**SUPPLIED TEXT**
%%

I depicted 12 particles and their velocities. But I don't understand which 4 molecules move along one axis.

View attachment 364673

Could anyone explain it?
Thanks.

It seems to me that you are trying to make a deterministic model of a stochastic process. What you write here is not in the context of randomness.

 

[Mike_bb]

Herman Trivilino,

$<V_x^2> = \frac{1^2+3^2+2^2+7^2+...}{N}$
$<V_y^2> = \frac{(-3)^2+(-1)^2+2^2+7^2+...}{N}$

Is this true?

 

[jbriggs444]

$<V_x^2> = \frac{1^2+3^2+2^2+7^2+...}{N}$
$<V_y^2> = \frac{(-3)^2+(-1)^2+2^2+7^2+...}{N}$

Looking at your drawing here, those numbers are quite wrong. Where are you getting them?

As I read the drawing, $v_{1x}$ is negative, $v_{2x}$ is positive, $v_{3x}$ is positive and $v_{4x}$ is negative. $N$ is 12 for that situation.

 

[Mike_bb]

Looking at your drawing here, those numbers are quite wrong. Where are you getting them?

As I read the drawing, $v_{1x}$ is negative, $v_{2x}$ is positive, $v_{3x}$ is positive and $v_{4x}$ is negative. $N$ is 12 for that situation.

My post #65 is not about this situation.

 

[weirdoguy]

So what is it about?

 

[Mike_bb]

So what is it about?

For this proof:

 

[jbriggs444]

My post #65 is not about this situation.

So, again, where did those specific numbers come from?

 

[Mike_bb]

So, again, where did those specific numbers come from?

These numbers are random but from expressions for $<V_x^2>$ and $<V_y^2>$ we can see that X-axis and Y-axis are equiprobable. (gas is isotropic)

 

[jbriggs444]

View attachment 364722

Is this true?

Technically the quoted passage is false. It is an argument, not a valid proof.

The first error is minor. The author says that if the mean of ${v_x}^2$ is greater than the mean of ${v_y}^2$ that means that the x component of the velocities is greater in absolute value than the y component. As a handwave, that claim is arguably true. However, as a statement of mathematical fact, it is wrong. It is wrong because taking the absolute value is not the same thing as taking the square. The two functions are shaped similarly, but not identically. One can exploit this to construct counter-examples.

The second error is more fundamental. Let us reduce the problem to two dimensions as the author has done. We begin with an array of velocities that are uniformly distributed in direction. Suppose that these velocities are also uniformly^(*) distributed in magnitude. There is no general direction such that velocities in that direction have a larger magnitude than tuples in the orthogonal direction.

Now let us modify this array of velocities in the following way...

For every velocity that is generally in the $x$ direction we double its magnitude. For every velocity that is generally in the $y$ direction we halve its magnitude.

I claim that the distribution of directions in the resulting array is still uniform. Yet the average squared velocity in the $x$ direction will be larger than the average squared velocity in the $y$ direction.

%%

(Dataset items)
%%

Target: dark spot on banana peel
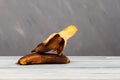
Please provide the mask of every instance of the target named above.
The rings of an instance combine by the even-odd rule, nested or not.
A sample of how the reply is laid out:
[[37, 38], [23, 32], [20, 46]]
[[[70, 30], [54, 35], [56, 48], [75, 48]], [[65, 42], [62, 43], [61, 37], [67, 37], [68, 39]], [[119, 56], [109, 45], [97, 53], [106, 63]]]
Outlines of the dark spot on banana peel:
[[18, 64], [20, 65], [30, 65], [30, 64], [66, 64], [69, 63], [70, 60], [68, 57], [62, 55], [57, 56], [56, 54], [48, 54], [48, 53], [32, 53], [28, 54], [18, 60]]
[[62, 51], [64, 48], [65, 41], [59, 34], [56, 34], [53, 38], [51, 38], [48, 43], [40, 43], [37, 47], [31, 52], [43, 53], [48, 51], [57, 51], [58, 55], [62, 55]]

%%

**AIM 1**
In the thread about molecular velocities, jbriggs444 reads the sign of four x components from the drawing. List each of these components with the sign given to it.
**AIM 2**
Extend the forum thread on molecular velocities and isotropy, picking up after its final sentence.

**RIGHT ANSWER 1**
v1x: negative
v2x: positive
v3x: positive
v4x: negative

**RIGHT ANSWER 2**
This illustrates the point that having a uniform distribution of directions is not sufficient to make a velocity distribution isotropic.

(*) There is no such thing as a uniform distribution over the range $[ 0, \infty )$ so technically my objection is not entirely rigorous. But, like the author's passage, it is close enough to provide the flavor for a technically correct argument.

 

[Herman Trivilino]

This illustrates the point that having a uniform distribution of directions is not sufficient to make a velocity distribution isotropic.

But isn't the author arguing that having a uniform distribution of velocities is sufficient to make a uniform distribution of directions?

 

[Mike_bb]

Herman Trivilino,

Please, answer to my post #65. Thanks.

 

[Herman Trivilino]

Herman Trivilino,

Please, answer to my post #65. Thanks.

I've nothing to add to the responses given in Posts #66 through #73.

 

[Mike_bb]

Herman Trivilino,

$<V_x^2> = \frac{1^2+3^2+2^2+7^2+...}{N}$
$<V_y^2> = \frac{(-3)^2+(-1)^2+2^2+7^2+...}{N}$

It's my example with random components but uniformly distributed. Is it true? I want to understand.

 

[jbriggs444]

Herman Trivilino,

$<V_x^2> = \frac{1^2+3^2+2^2+7^2+...}{N}$
$<V_y^2> = \frac{(-3)^2+(-1)^2+2^2+7^2+...}{N}$

It's my example with random components but uniformly distributed. Is it true? I want to understand.

How can we infer a uniform distribution from a pair of samples that are not?

 

[jbriggs444]

But isn't the author arguing that having a uniform distribution of velocities is sufficient to make a uniform distribution of directions?

That may be the idea that he is pursuing. But the argument he made does not use the premise that the velocities are uniformly distributed. Only that their directions are uniformly distributed. That premise is insufficient for the desired conclusion.

 

[Mike_bb]

How can we infer a uniform distribution from a pair of samples that are not?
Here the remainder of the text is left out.